▸ Texto de partida
Pasiones urbanas: teatro y psicoanálisis
Quienes hemos pasado por la experiencia psicoanalítica sabemos que no se trata de un juego superficial sobre qué nos conviene hacer en cada momento de la vida, sino, por el contrario, se acerca más a enfrentarnos con nuestros deseos más profundos que a mostrar los trillados caminos del sentido común. De ahí que obras como Bajo terapia, Toc toc o Casi normales, que ofrecen una versión edulcorada de los conflictos humanos, estén muy lejos de una mirada psicoanalítica. Hay que reconocer que en una ciudad como Buenos Aires la temática psicológica prende como anillo al dedo. Pero en esa facilidad también acechan los peligros. Pensar que el psicólogo es un amigo que nos banca está lejos de lo real del psicoanálisis.
En cada uno de estos taquilleros espectáculos hay un momento de verdad, o por lo menos de intuición, sobre algunas de las cosas que nos ocurren a los humanos. Y en ese sentido, la verdad en el teatro es siempre una verdad que se expresa en el cuerpo del actor, o al menos en el de los grandes actores. En Bajo terapia, éxito en el teatro Metropolitan, Roberto (Carlos Portaluppi) y Andrea (María Figueras) aparecen desde el primer instante con el conflicto instalado en sus cuerpos. Ninguno de los dos parece un sujeto deseante. Por distintos motivos, cada uno de ellos está desesperado. Conforman un matrimonio en el que los buenos modales ocultan cierta violencia impensable.

▸ Entradas guardadas
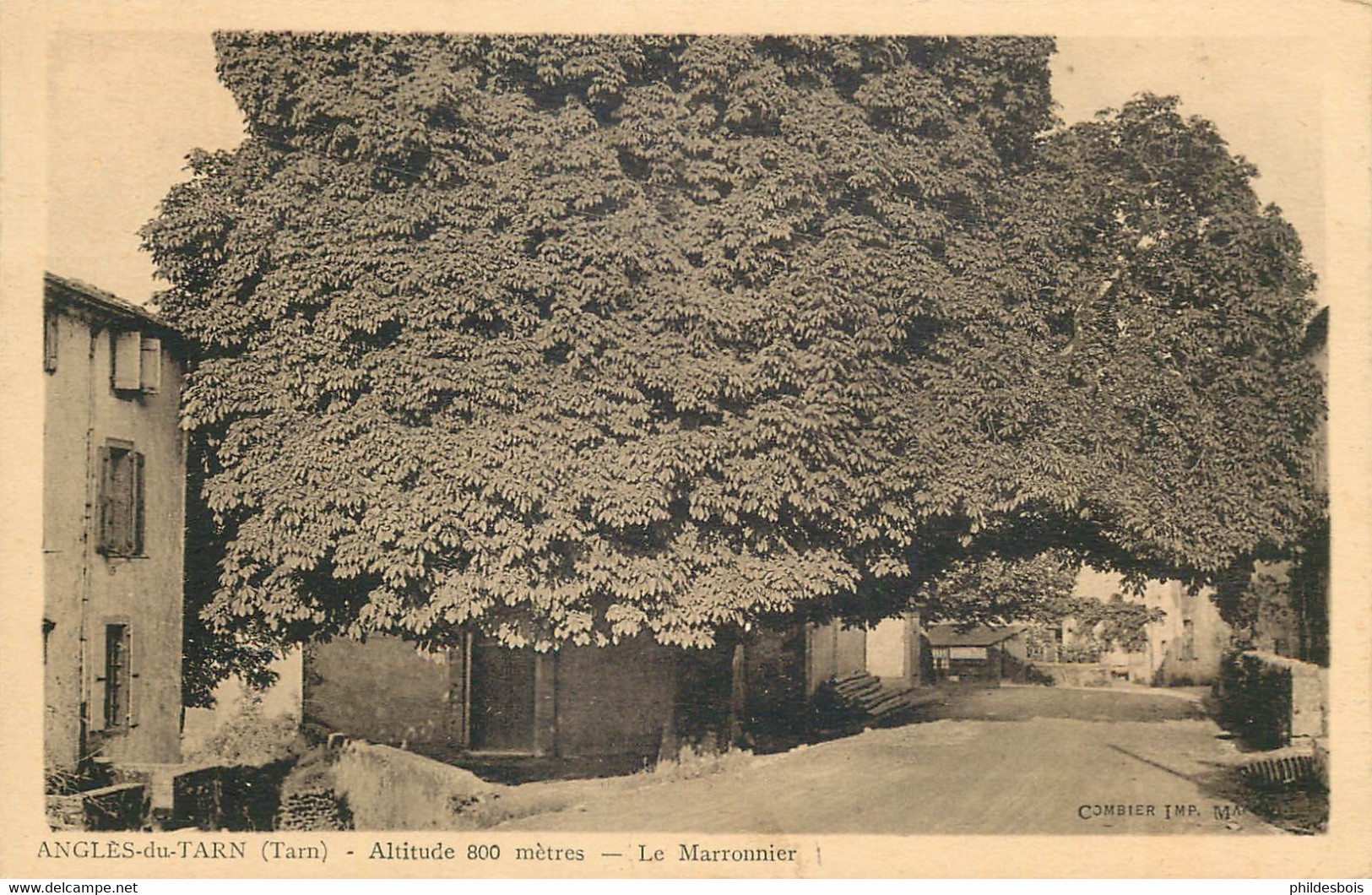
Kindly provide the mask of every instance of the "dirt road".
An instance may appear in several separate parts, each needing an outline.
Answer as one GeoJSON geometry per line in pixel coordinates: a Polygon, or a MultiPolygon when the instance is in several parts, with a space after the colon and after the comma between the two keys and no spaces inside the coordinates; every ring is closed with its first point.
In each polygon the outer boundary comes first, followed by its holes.
{"type": "Polygon", "coordinates": [[[759,833],[1251,833],[1235,747],[1173,695],[956,693],[921,723],[578,800],[510,829],[759,833]]]}

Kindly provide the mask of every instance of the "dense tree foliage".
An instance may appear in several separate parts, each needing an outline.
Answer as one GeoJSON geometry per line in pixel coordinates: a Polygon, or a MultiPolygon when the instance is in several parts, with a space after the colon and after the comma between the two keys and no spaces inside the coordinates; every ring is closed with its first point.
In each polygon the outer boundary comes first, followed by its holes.
{"type": "Polygon", "coordinates": [[[144,236],[221,627],[701,644],[1312,512],[1294,232],[1168,100],[1050,135],[1051,41],[217,45],[250,136],[144,236]]]}

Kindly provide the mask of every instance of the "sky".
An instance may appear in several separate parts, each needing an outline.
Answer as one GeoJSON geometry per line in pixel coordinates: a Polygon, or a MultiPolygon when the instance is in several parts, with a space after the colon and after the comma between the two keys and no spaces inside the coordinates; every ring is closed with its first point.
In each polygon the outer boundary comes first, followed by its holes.
{"type": "MultiPolygon", "coordinates": [[[[1176,93],[1254,162],[1264,202],[1324,268],[1321,71],[1286,37],[1058,40],[1054,96],[1066,121],[1143,91],[1176,93]]],[[[47,269],[133,302],[161,284],[139,228],[185,178],[192,148],[232,148],[243,118],[215,78],[209,32],[60,32],[48,54],[47,269]]]]}

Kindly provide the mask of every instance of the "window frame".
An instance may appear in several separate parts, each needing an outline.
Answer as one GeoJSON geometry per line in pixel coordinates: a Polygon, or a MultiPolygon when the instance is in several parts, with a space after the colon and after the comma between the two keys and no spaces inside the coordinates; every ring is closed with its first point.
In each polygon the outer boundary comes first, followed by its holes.
{"type": "Polygon", "coordinates": [[[96,677],[96,682],[103,684],[100,729],[111,734],[126,733],[139,726],[133,714],[133,688],[139,679],[139,671],[134,666],[133,626],[129,619],[106,619],[103,645],[103,674],[96,677]]]}

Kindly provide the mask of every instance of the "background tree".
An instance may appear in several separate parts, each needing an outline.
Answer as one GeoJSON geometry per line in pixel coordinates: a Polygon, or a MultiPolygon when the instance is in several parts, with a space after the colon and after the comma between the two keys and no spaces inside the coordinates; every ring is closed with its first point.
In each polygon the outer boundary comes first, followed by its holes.
{"type": "Polygon", "coordinates": [[[217,47],[250,136],[144,236],[220,629],[702,644],[1309,512],[1294,232],[1169,100],[1040,137],[1051,41],[217,47]]]}

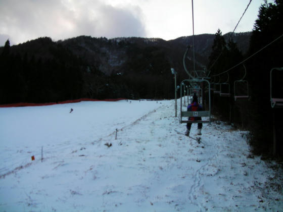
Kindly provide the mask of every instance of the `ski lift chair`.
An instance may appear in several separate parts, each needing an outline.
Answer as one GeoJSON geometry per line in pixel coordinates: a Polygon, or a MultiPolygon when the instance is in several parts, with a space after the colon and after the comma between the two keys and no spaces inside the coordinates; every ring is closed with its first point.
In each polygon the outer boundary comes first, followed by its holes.
{"type": "MultiPolygon", "coordinates": [[[[181,83],[181,89],[180,90],[180,94],[181,96],[182,96],[182,83],[184,81],[187,81],[189,82],[206,82],[208,84],[209,89],[210,89],[210,82],[206,79],[185,79],[182,81],[181,83]]],[[[210,123],[211,120],[211,100],[210,100],[210,93],[209,92],[209,110],[208,111],[182,111],[182,98],[180,98],[180,118],[179,121],[181,124],[182,123],[210,123]],[[200,120],[200,121],[192,121],[192,120],[183,120],[183,118],[188,118],[188,117],[208,117],[209,119],[208,120],[200,120]]]]}
{"type": "Polygon", "coordinates": [[[224,83],[220,84],[220,95],[221,97],[230,97],[230,84],[224,83]]]}
{"type": "Polygon", "coordinates": [[[239,100],[249,100],[249,83],[247,80],[235,80],[234,81],[234,98],[239,100]]]}
{"type": "Polygon", "coordinates": [[[270,101],[271,108],[283,108],[283,86],[281,81],[278,79],[276,74],[279,74],[279,71],[283,71],[283,67],[273,68],[270,71],[270,101]],[[275,79],[277,82],[274,82],[275,79]]]}
{"type": "Polygon", "coordinates": [[[249,92],[249,82],[244,79],[247,75],[247,69],[245,65],[243,64],[245,68],[244,77],[240,80],[234,81],[234,98],[235,101],[239,100],[250,100],[250,93],[249,92]]]}
{"type": "Polygon", "coordinates": [[[227,73],[227,80],[224,83],[220,84],[220,96],[221,97],[230,97],[230,84],[229,84],[229,74],[227,73]]]}
{"type": "Polygon", "coordinates": [[[213,85],[213,93],[220,93],[220,83],[214,83],[213,85]]]}

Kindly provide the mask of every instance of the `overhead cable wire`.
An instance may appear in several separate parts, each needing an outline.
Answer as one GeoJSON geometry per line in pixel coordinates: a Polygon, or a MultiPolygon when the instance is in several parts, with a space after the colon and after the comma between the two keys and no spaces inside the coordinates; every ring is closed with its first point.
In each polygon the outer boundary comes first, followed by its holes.
{"type": "Polygon", "coordinates": [[[243,18],[243,17],[244,16],[244,15],[245,15],[245,13],[246,13],[246,11],[247,11],[247,10],[248,10],[248,8],[249,8],[249,6],[250,6],[250,5],[251,4],[252,2],[252,0],[250,0],[250,2],[249,3],[249,4],[248,4],[248,6],[247,6],[247,8],[246,8],[246,10],[245,10],[245,11],[244,11],[244,13],[243,13],[243,15],[242,15],[241,17],[240,18],[239,21],[238,21],[238,23],[237,23],[237,25],[236,25],[236,26],[235,27],[235,28],[234,29],[234,30],[233,30],[233,32],[232,32],[231,34],[233,34],[233,33],[234,33],[234,32],[235,31],[235,30],[236,30],[236,28],[237,28],[237,27],[238,26],[238,25],[240,23],[240,22],[241,21],[241,20],[242,20],[242,18],[243,18]]]}
{"type": "Polygon", "coordinates": [[[216,76],[219,76],[223,74],[225,74],[225,73],[228,72],[228,71],[230,71],[231,69],[233,69],[234,68],[237,67],[237,66],[240,65],[241,64],[242,64],[242,63],[245,62],[246,61],[247,61],[248,60],[249,60],[249,59],[250,59],[251,58],[254,57],[255,55],[256,55],[257,54],[258,54],[258,52],[259,52],[260,51],[261,51],[262,50],[263,50],[264,48],[265,48],[266,47],[267,47],[267,46],[268,46],[269,45],[271,45],[272,43],[274,43],[275,41],[276,41],[276,40],[278,40],[279,39],[281,38],[282,37],[283,37],[283,34],[282,34],[281,35],[280,35],[279,37],[278,37],[277,38],[276,38],[275,40],[273,40],[272,41],[270,42],[269,43],[268,43],[268,44],[266,45],[265,46],[263,46],[262,48],[261,48],[260,49],[259,49],[259,50],[258,50],[257,51],[255,52],[255,53],[254,53],[253,54],[252,54],[251,56],[250,56],[250,57],[248,57],[247,58],[246,58],[246,59],[244,60],[243,61],[242,61],[241,62],[238,63],[237,65],[235,65],[235,66],[233,66],[231,68],[230,68],[229,69],[227,69],[227,70],[220,73],[220,74],[215,74],[214,75],[211,75],[212,77],[215,77],[216,76]]]}
{"type": "MultiPolygon", "coordinates": [[[[240,23],[240,22],[241,20],[242,20],[242,18],[244,17],[244,15],[246,13],[246,12],[247,11],[247,10],[248,10],[248,8],[250,6],[250,5],[252,3],[252,0],[250,0],[250,2],[249,3],[248,5],[247,6],[247,8],[246,8],[246,9],[244,11],[244,13],[243,13],[243,15],[242,15],[240,19],[239,19],[239,20],[238,21],[238,23],[237,23],[237,24],[236,25],[236,26],[235,27],[235,28],[234,28],[234,30],[233,30],[233,32],[232,32],[232,33],[230,34],[229,38],[231,38],[232,37],[232,36],[233,34],[234,33],[234,32],[236,30],[237,27],[238,26],[239,24],[240,23]]],[[[218,56],[218,57],[217,57],[217,58],[216,58],[216,60],[215,60],[215,61],[213,62],[213,63],[211,65],[211,66],[209,68],[209,69],[208,69],[209,70],[210,70],[211,69],[211,68],[212,68],[213,67],[213,66],[214,65],[214,64],[215,64],[216,61],[217,61],[218,60],[218,59],[219,59],[220,56],[221,55],[223,50],[224,50],[224,48],[222,48],[221,51],[220,52],[220,53],[219,55],[218,56]]]]}

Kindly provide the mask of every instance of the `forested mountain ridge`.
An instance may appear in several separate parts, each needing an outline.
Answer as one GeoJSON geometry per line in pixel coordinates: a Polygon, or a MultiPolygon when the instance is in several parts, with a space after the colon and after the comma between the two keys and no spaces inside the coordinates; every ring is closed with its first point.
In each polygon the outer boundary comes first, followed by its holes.
{"type": "MultiPolygon", "coordinates": [[[[243,52],[250,34],[233,36],[243,52]]],[[[207,65],[215,36],[195,36],[196,69],[207,65]]],[[[56,42],[41,37],[12,46],[6,44],[0,47],[1,104],[79,97],[172,98],[170,68],[178,72],[178,81],[187,77],[182,57],[193,42],[192,36],[169,41],[80,36],[56,42]]],[[[192,51],[191,48],[186,62],[191,70],[192,51]]]]}

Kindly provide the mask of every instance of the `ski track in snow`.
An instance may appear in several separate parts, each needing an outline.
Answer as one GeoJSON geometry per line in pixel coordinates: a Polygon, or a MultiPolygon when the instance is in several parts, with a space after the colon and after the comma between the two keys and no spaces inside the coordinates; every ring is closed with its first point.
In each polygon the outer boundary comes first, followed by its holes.
{"type": "MultiPolygon", "coordinates": [[[[259,157],[248,156],[249,147],[243,138],[247,132],[231,130],[222,122],[205,124],[199,144],[174,131],[184,132],[185,125],[173,116],[174,101],[161,103],[131,123],[116,122],[120,127],[116,140],[116,127],[109,122],[102,128],[112,131],[102,129],[104,136],[93,139],[90,135],[80,140],[78,135],[77,144],[66,139],[49,146],[43,163],[28,162],[25,154],[12,162],[6,156],[0,169],[0,209],[283,209],[281,192],[265,190],[273,171],[259,157]],[[108,147],[107,143],[112,146],[108,147]]],[[[197,125],[193,124],[191,135],[196,131],[197,125]]],[[[15,152],[8,147],[2,151],[11,151],[8,155],[11,157],[15,152]]]]}

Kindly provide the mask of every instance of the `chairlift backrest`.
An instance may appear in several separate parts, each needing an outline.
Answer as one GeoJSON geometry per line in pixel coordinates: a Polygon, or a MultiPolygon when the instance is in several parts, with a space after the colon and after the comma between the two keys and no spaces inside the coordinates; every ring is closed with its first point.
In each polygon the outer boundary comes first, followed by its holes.
{"type": "Polygon", "coordinates": [[[235,101],[238,100],[249,100],[250,98],[249,91],[249,82],[244,80],[247,75],[247,69],[245,65],[243,64],[245,69],[245,74],[243,78],[239,80],[234,81],[234,98],[235,101]]]}
{"type": "Polygon", "coordinates": [[[283,67],[273,68],[270,70],[270,102],[272,108],[283,108],[282,74],[283,67]]]}
{"type": "Polygon", "coordinates": [[[220,96],[221,97],[229,97],[230,96],[230,84],[224,83],[220,84],[220,96]]]}

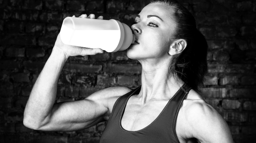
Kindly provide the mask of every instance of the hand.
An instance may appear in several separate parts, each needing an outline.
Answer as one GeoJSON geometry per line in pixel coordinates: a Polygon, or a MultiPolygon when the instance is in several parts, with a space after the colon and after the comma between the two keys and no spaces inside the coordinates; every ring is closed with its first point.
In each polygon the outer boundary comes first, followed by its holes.
{"type": "MultiPolygon", "coordinates": [[[[72,17],[75,17],[74,15],[72,17]]],[[[95,18],[95,15],[93,14],[91,14],[87,17],[86,14],[82,14],[78,17],[94,19],[95,18]]],[[[103,19],[103,17],[100,16],[97,19],[103,19]]],[[[66,59],[70,56],[94,55],[98,53],[103,53],[103,50],[99,48],[88,48],[65,44],[61,41],[59,33],[57,37],[57,39],[55,42],[54,47],[58,47],[61,49],[63,51],[65,57],[66,59]]]]}

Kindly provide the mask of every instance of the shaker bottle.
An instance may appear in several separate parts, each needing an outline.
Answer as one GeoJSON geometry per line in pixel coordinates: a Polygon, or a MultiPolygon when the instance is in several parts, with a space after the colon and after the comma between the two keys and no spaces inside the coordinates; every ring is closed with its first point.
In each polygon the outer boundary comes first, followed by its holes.
{"type": "Polygon", "coordinates": [[[124,50],[135,39],[127,25],[115,19],[68,17],[63,20],[60,33],[65,44],[100,48],[108,52],[124,50]]]}

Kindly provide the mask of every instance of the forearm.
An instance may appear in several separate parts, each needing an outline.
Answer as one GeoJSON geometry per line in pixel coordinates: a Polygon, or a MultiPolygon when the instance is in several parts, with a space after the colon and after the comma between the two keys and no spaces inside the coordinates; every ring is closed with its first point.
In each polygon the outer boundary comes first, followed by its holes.
{"type": "Polygon", "coordinates": [[[55,46],[31,91],[25,108],[24,122],[36,126],[49,119],[56,98],[58,79],[66,61],[63,51],[55,46]]]}

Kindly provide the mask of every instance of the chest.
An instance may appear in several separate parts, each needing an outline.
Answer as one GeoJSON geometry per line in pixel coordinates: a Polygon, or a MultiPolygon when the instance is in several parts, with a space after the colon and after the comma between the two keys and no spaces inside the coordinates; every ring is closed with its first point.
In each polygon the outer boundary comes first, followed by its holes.
{"type": "MultiPolygon", "coordinates": [[[[135,99],[130,99],[127,101],[123,116],[121,116],[121,125],[127,131],[137,131],[143,129],[156,122],[160,116],[165,116],[164,114],[166,114],[166,112],[177,111],[166,108],[167,105],[170,105],[168,100],[152,101],[142,106],[136,102],[135,99]],[[166,110],[168,111],[164,112],[166,110]],[[162,114],[163,115],[161,115],[162,114]]],[[[177,137],[181,143],[187,142],[183,137],[188,136],[187,135],[189,134],[187,130],[184,130],[189,127],[184,124],[186,123],[182,108],[184,106],[184,104],[182,104],[180,108],[180,112],[179,112],[177,117],[175,128],[177,137]]]]}

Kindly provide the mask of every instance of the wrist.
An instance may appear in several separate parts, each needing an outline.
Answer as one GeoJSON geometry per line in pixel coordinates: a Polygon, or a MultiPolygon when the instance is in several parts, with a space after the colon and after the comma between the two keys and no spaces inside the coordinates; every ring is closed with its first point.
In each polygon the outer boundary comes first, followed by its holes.
{"type": "Polygon", "coordinates": [[[51,56],[52,55],[54,57],[56,56],[63,59],[65,60],[65,61],[66,61],[68,58],[68,56],[66,54],[63,50],[55,45],[54,45],[53,48],[53,51],[51,54],[51,56]]]}

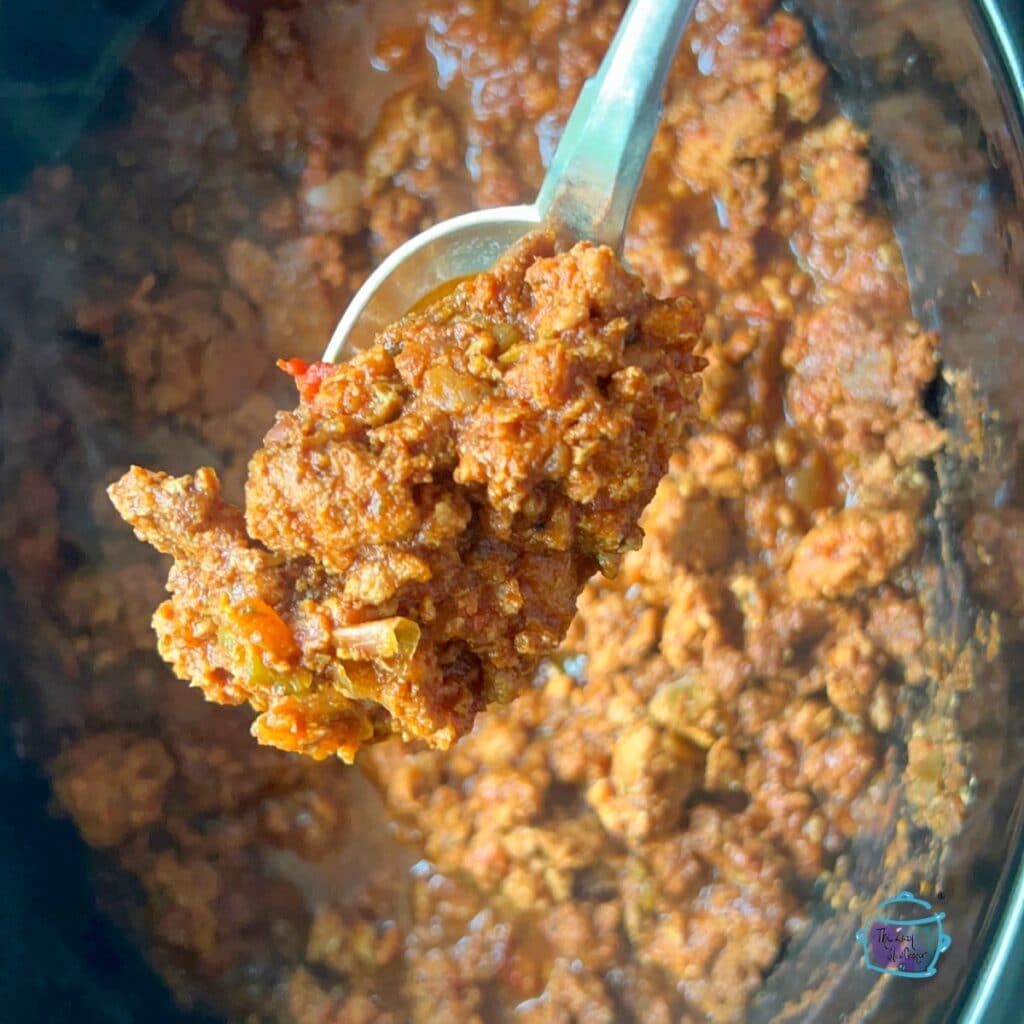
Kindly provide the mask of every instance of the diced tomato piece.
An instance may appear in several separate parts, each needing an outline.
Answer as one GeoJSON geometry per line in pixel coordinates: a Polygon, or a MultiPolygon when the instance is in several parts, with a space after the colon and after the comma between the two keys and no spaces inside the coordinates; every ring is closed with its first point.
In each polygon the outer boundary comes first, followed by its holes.
{"type": "Polygon", "coordinates": [[[321,384],[338,369],[333,362],[306,362],[305,359],[278,359],[278,366],[289,377],[295,378],[295,386],[303,401],[312,401],[321,384]]]}
{"type": "Polygon", "coordinates": [[[231,628],[243,642],[286,662],[298,655],[295,637],[288,624],[262,598],[250,598],[234,605],[228,617],[231,628]]]}

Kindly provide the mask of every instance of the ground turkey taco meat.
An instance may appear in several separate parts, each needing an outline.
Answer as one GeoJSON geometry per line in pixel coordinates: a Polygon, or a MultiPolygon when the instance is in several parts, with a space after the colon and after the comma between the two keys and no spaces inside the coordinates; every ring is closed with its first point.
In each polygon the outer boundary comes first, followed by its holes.
{"type": "Polygon", "coordinates": [[[350,362],[283,364],[299,406],[253,457],[245,512],[210,468],[111,487],[174,557],[161,654],[252,705],[264,743],[447,748],[639,546],[695,408],[700,326],[607,247],[538,232],[350,362]]]}

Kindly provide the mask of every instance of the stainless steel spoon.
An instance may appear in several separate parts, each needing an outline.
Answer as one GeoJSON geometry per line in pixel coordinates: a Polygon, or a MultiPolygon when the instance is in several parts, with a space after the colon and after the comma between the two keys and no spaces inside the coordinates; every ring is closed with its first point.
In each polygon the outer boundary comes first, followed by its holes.
{"type": "Polygon", "coordinates": [[[417,300],[479,273],[551,224],[617,252],[662,120],[662,92],[696,0],[633,0],[597,75],[580,92],[537,201],[452,217],[399,246],[355,293],[324,352],[367,348],[417,300]]]}

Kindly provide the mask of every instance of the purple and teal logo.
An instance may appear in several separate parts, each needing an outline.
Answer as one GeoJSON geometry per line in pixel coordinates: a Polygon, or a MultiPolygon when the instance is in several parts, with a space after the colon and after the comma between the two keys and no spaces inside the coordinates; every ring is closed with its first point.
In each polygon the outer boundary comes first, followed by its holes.
{"type": "Polygon", "coordinates": [[[952,939],[942,928],[944,913],[911,893],[880,903],[859,932],[869,971],[901,978],[931,978],[952,939]]]}

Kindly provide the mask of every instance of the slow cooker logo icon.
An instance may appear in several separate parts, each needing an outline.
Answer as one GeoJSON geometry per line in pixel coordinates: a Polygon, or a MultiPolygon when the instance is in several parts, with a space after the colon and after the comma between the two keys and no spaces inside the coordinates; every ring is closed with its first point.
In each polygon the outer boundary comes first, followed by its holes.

▸ Ejercicios
1 – Según el texto sobre teatro y psicoanálisis, ¿qué actor hace el papel de Roberto en Bajo terapia?
2 – Copia del texto sobre teatro y psicoanálisis el pedazo que va desde "En cada uno" hasta "cierta violencia impensable.", con las dos partes incluidas.
3 – Sigue escribiendo el texto sobre teatro y psicoanálisis desde donde se corta.

▸ Respuestas
1 – Carlos Portaluppi.

2 –
En cada uno de estos taquilleros espectáculos hay un momento de verdad, o por lo menos de intuición, sobre algunas de las cosas que nos ocurren a los humanos. Y en ese sentido, la verdad en el teatro es siempre una verdad que se expresa en el cuerpo del actor, o al menos en el de los grandes actores. En Bajo terapia, éxito en el teatro Metropolitan, Roberto (Carlos Portaluppi) y Andrea (María Figueras) aparecen desde el primer instante con el conflicto instalado en sus cuerpos. Ninguno de los dos parece un sujeto deseante. Por distintos motivos, cada uno de ellos está desesperado. Conforman un matrimonio en el que los buenos modales ocultan cierta violencia impensable.

3 –
El teatro es aquello que da lugar al acontecimiento del cuerpo. Cuando Hamlet dice "los comediantes no saben guardar un secreto, van a contároslo todo", se refiere a la narrativa de los cuerpos en escena. Nadie duda, a esta altura, de que habla el cuerpo de Claudio, el tío de Hamlet, cuando se levanta abruptamente de su butaca frente a las verdades que otros cuerpos, los de los actores, ofrecen frente a él.
Pero hay algo más: como sostiene el filósofo francés Jean-Luc Nancy, la existencia quiere ponerse en escena. Todo el compendio de lugares comunes que desgranan en el escenario los personajes de Bajo terapia, chocan con las pocas palabras, casi el silencio, de Roberto y Andrea. Sin ánimo de contar la trama, podríamos decir que el vacío de la palabra, característica de nuestra contemporaneidad, es lo opuesto a la verdad que se manifiesta en los gestos, en las actitudes y en los detalles con los que suelen expresarse no sólo los individuos, sino también las mismas sociedades.
En ese punto el teatro y el psicoanálisis transitan el mismo camino. Un psicoanalista no sólo escucha lo que dice el paciente; también escucha su cuerpo. En la aparente ternura del personaje, que interpreta de manera admirable Carlos Portaluppi, está su mayor violencia. Y en el tono impostado de Andrea, gracias a la destacable composición de María Figueras, anida su pedido de socorro. ¿Cómo lo sabemos? Por lo que dicen sus cuerpos. Tanto en el teatro como en el psicoanálisis el cuerpo hablante tiene enorme peso.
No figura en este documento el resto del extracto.